#### ACTIVITY:
Take the entries that follow and return exactly the lines from the one holding "Target: concrete pavement" through the one holding "point(609, 278)", both included. Nothing else is needed.

[Referring expression data]
+ + + + +
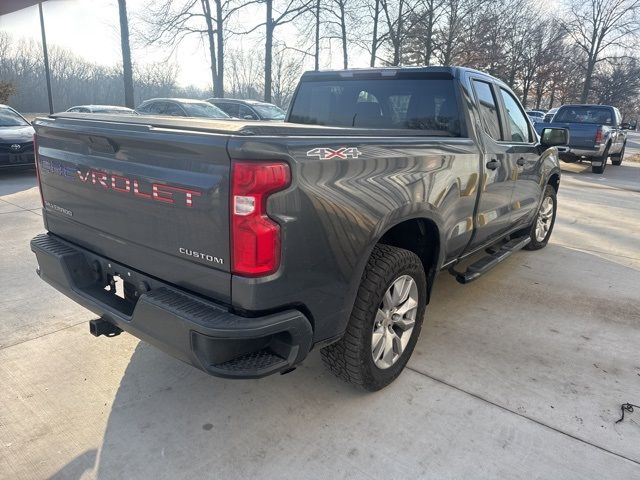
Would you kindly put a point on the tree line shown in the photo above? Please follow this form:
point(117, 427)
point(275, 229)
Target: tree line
point(567, 51)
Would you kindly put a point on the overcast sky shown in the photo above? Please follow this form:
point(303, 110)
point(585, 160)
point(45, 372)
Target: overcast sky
point(91, 29)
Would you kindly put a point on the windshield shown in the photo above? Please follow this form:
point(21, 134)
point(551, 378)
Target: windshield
point(203, 110)
point(584, 114)
point(270, 112)
point(420, 103)
point(9, 118)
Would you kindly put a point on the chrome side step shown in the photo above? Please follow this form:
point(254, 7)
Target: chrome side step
point(482, 266)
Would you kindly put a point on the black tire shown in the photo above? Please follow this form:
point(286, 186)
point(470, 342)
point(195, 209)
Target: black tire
point(603, 159)
point(351, 358)
point(617, 159)
point(536, 244)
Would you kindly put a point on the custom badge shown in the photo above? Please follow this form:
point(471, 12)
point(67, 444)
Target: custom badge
point(329, 153)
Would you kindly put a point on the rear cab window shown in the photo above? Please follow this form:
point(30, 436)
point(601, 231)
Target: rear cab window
point(584, 114)
point(425, 103)
point(488, 106)
point(518, 123)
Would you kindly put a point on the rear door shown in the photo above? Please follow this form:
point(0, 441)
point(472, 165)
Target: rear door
point(153, 199)
point(523, 157)
point(493, 213)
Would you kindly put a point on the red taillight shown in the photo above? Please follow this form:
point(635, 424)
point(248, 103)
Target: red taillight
point(598, 136)
point(35, 158)
point(255, 238)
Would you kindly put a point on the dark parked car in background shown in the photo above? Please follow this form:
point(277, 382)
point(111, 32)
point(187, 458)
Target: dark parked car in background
point(249, 109)
point(102, 109)
point(16, 139)
point(596, 133)
point(535, 115)
point(548, 117)
point(180, 107)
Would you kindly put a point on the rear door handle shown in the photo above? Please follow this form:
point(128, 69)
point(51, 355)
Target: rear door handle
point(493, 164)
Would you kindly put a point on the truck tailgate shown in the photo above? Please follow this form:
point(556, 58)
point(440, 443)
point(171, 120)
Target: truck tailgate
point(152, 198)
point(581, 135)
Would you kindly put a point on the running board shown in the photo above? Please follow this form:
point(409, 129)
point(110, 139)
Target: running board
point(482, 266)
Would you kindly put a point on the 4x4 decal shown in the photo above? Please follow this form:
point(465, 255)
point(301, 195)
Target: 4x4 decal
point(329, 153)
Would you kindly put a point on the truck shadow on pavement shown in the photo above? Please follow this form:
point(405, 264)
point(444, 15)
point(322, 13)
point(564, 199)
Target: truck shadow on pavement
point(625, 176)
point(536, 343)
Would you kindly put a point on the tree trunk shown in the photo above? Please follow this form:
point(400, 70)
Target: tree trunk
point(127, 68)
point(374, 41)
point(397, 50)
point(343, 28)
point(317, 54)
point(220, 38)
point(206, 8)
point(268, 54)
point(586, 87)
point(428, 51)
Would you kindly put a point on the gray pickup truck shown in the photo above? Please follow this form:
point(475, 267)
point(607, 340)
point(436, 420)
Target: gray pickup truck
point(239, 246)
point(596, 134)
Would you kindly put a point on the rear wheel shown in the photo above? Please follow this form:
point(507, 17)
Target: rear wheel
point(617, 159)
point(542, 227)
point(602, 161)
point(385, 322)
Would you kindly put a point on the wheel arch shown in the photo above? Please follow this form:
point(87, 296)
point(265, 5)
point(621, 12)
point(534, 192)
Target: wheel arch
point(420, 235)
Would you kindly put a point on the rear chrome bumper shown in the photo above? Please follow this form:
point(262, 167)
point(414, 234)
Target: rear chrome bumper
point(197, 331)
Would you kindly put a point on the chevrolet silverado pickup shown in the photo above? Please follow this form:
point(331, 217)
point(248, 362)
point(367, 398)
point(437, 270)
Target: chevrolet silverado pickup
point(239, 246)
point(597, 134)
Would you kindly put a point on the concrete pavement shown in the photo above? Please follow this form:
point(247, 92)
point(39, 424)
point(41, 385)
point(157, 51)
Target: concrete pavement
point(518, 375)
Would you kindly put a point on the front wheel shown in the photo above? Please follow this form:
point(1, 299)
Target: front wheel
point(542, 227)
point(385, 322)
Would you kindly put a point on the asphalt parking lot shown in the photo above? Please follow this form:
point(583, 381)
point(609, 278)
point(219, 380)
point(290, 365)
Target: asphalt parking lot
point(518, 375)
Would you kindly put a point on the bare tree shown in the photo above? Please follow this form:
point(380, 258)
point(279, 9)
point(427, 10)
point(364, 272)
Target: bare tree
point(169, 22)
point(276, 17)
point(126, 54)
point(420, 41)
point(395, 15)
point(598, 26)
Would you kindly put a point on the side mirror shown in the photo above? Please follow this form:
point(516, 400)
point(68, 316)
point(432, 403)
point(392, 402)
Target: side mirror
point(554, 137)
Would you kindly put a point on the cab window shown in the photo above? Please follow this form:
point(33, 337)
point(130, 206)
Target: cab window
point(488, 108)
point(518, 123)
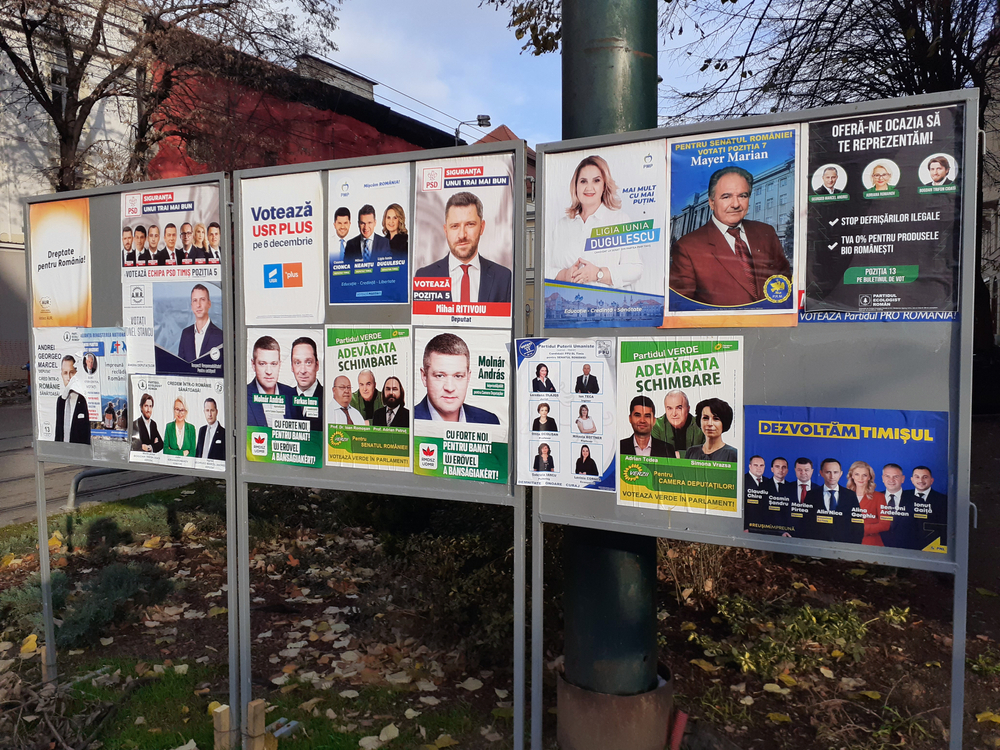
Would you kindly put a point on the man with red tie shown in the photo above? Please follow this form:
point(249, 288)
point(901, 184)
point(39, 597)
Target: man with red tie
point(473, 277)
point(728, 261)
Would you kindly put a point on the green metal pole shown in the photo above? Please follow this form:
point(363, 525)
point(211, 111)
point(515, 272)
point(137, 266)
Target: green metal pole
point(609, 86)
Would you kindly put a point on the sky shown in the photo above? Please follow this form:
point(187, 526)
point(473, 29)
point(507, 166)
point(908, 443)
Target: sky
point(456, 57)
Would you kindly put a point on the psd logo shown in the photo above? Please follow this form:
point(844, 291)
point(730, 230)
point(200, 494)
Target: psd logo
point(292, 273)
point(428, 456)
point(433, 179)
point(258, 443)
point(273, 276)
point(132, 205)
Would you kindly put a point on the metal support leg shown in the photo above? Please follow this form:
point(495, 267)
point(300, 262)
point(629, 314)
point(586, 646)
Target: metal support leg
point(519, 552)
point(45, 573)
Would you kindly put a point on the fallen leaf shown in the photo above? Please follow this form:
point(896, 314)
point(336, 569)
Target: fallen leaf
point(706, 665)
point(389, 732)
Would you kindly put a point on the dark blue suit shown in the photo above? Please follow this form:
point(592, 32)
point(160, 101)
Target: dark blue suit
point(494, 279)
point(255, 412)
point(473, 414)
point(185, 350)
point(380, 247)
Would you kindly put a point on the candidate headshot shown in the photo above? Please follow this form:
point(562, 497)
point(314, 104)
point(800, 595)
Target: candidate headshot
point(202, 336)
point(266, 363)
point(828, 181)
point(473, 277)
point(728, 261)
point(72, 415)
point(394, 228)
point(940, 171)
point(678, 426)
point(366, 245)
point(445, 373)
point(394, 413)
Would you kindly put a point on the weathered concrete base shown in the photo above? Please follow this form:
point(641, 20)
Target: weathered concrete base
point(598, 721)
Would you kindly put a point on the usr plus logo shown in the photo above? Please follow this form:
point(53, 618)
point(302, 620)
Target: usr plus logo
point(279, 275)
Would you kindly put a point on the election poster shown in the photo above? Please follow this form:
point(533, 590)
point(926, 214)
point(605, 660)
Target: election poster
point(605, 236)
point(285, 396)
point(178, 422)
point(282, 235)
point(883, 234)
point(871, 477)
point(369, 238)
point(169, 228)
point(733, 229)
point(463, 249)
point(81, 389)
point(680, 423)
point(174, 327)
point(60, 263)
point(462, 411)
point(368, 417)
point(566, 413)
point(171, 267)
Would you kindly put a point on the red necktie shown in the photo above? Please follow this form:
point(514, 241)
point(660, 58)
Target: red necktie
point(465, 284)
point(746, 262)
+ + + + +
#### TASK RESPONSE:
Target: concrete pavement
point(518, 375)
Would you kindly put a point on the front wheel shown in the photo above? Please follow this form:
point(1, 299)
Target: front wheel
point(542, 227)
point(385, 322)
Would you kindly put a point on the asphalt parking lot shown in the photo above? Please follow this form:
point(583, 381)
point(609, 278)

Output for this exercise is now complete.